Items from a data source:
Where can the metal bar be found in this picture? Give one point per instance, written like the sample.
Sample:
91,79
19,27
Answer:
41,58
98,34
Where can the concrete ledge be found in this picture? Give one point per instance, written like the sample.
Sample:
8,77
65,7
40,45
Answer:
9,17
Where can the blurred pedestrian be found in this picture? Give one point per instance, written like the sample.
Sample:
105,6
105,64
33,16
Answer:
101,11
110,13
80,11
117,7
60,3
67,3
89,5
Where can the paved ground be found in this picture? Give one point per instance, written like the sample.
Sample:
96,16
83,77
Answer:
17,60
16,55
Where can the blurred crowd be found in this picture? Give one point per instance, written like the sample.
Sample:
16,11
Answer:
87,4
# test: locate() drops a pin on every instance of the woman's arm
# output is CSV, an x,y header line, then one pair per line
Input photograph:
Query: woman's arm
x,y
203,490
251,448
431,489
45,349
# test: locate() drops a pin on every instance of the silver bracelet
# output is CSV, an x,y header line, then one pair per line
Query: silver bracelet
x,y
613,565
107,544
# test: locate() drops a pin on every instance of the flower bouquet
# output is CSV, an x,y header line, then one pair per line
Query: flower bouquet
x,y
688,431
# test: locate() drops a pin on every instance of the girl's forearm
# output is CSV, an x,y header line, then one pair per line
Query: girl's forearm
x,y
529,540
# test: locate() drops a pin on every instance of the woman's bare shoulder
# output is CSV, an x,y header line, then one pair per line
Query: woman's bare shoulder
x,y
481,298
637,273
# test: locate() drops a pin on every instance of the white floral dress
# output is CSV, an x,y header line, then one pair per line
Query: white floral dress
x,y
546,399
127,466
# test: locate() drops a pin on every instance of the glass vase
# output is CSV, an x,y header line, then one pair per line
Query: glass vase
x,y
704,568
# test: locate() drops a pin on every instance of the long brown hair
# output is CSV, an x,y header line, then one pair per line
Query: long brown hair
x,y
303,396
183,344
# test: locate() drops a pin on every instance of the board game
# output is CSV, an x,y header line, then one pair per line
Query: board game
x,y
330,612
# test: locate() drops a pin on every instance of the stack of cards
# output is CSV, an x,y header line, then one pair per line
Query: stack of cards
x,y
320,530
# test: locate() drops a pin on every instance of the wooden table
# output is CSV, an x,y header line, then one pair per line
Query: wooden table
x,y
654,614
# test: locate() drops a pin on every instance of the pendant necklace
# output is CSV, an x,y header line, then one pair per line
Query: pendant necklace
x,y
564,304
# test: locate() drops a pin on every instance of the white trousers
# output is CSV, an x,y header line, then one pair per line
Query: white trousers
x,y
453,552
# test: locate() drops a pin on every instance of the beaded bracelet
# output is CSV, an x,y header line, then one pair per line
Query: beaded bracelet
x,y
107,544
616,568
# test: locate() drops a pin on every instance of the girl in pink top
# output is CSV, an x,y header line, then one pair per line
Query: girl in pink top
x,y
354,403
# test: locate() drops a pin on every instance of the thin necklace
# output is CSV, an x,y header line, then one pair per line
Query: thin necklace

## YOUR TASK
Please return all of the entries exactly as they were given.

## ANSWER BOX
Where can the metal bar be found in this picture? Give one point per instance, written like the sample.
Sample:
91,79
19,27
Answer:
41,58
98,34
Where can the concrete ledge be found in this picture? Give one point per instance, written like the sample.
Sample:
8,77
65,7
40,45
Answer:
9,17
Where can the blurred pedestrian be found in this picture? Give one point per instance, written like the sample.
Sample:
105,6
105,64
33,16
Answer:
101,11
110,13
80,11
117,7
60,3
67,3
89,5
Where can the paved ground be found in this picture? Give one point per instance, written like the sample.
Sample:
96,16
83,77
Answer:
17,60
16,55
Where can the blurred crowd be found in this picture? Give one point per instance, written like the sample.
Sample:
16,11
Answer:
87,4
# test: locate() drops a pin on every instance of the woman's arm
# output is CSV, an x,y header line, then one pair per line
Input photograph:
Query: woman's arm
x,y
203,490
251,448
431,489
45,349
# test: locate() drops a pin on every instance of the silver bracelet
# output is CSV, an x,y header line, then one pair per line
Query: silver bracelet
x,y
613,565
107,544
# test: locate() drops a pin on every instance of the flower bouquet
# output is CSV, an x,y header line, then one pair per line
Query: flower bouquet
x,y
688,431
# test: locate() drops a pin on every instance of the girl's forearm
# output is CSV, an x,y header line, then one pair per line
Query: girl's forearm
x,y
529,540
# test: locate() drops a pin on every instance of the woman's bare shoulder
# output is CSV, an x,y header line, then one pair per line
Query: woman's bare shoulder
x,y
481,298
637,273
# test: locate() drops a pin on every instance of the white floral dress
# output is CSV, an x,y header line, then one pair per line
Query: white floral dress
x,y
546,399
127,466
# test: locate() drops a pin on every instance of the glass vase
# output is CSV, an x,y header line, then one pair per line
Query: glass vase
x,y
704,568
# test: locate() drops a pin on every instance of the long brown hair
# output is CSV, an x,y header line, then one pair per line
Query: long brown hair
x,y
303,396
183,344
# test: locate() drops a pin on every instance of the board game
# output is CSV, an x,y header line, then one pair per line
Query: board game
x,y
330,612
# test: locate() drops a pin on every instance of the stack of cards
# output is CSV, an x,y header line, then one pair per line
Query: stack of cards
x,y
320,530
# test: locate() drops a pin on every instance of the wooden table
# output is CSV, an x,y header line, then one pair per line
Query: wooden table
x,y
654,614
# test: locate() drops a pin on every instance of the pendant necklace
# output is CSV, an x,y header line, then one pair per line
Query: pendant necklace
x,y
564,304
# test: locate() drops a pin on every instance of the white trousers
# output is CSV, an x,y header line, then one pair per line
Query: white trousers
x,y
453,552
# test: locate() drops a pin on every instance of the beaded bracelet
# output is CSV, an x,y header line, then one pair per line
Query: beaded bracelet
x,y
107,544
616,568
# test: locate() drops a pin on every instance of the girl in pink top
# output is CSV, an x,y header line, then one pair per line
Query: girl in pink top
x,y
354,403
# test: locate() drops a pin on every instance of the thin necklace
# output is CSV, an x,y header line, then one pair per line
Query: thin necklace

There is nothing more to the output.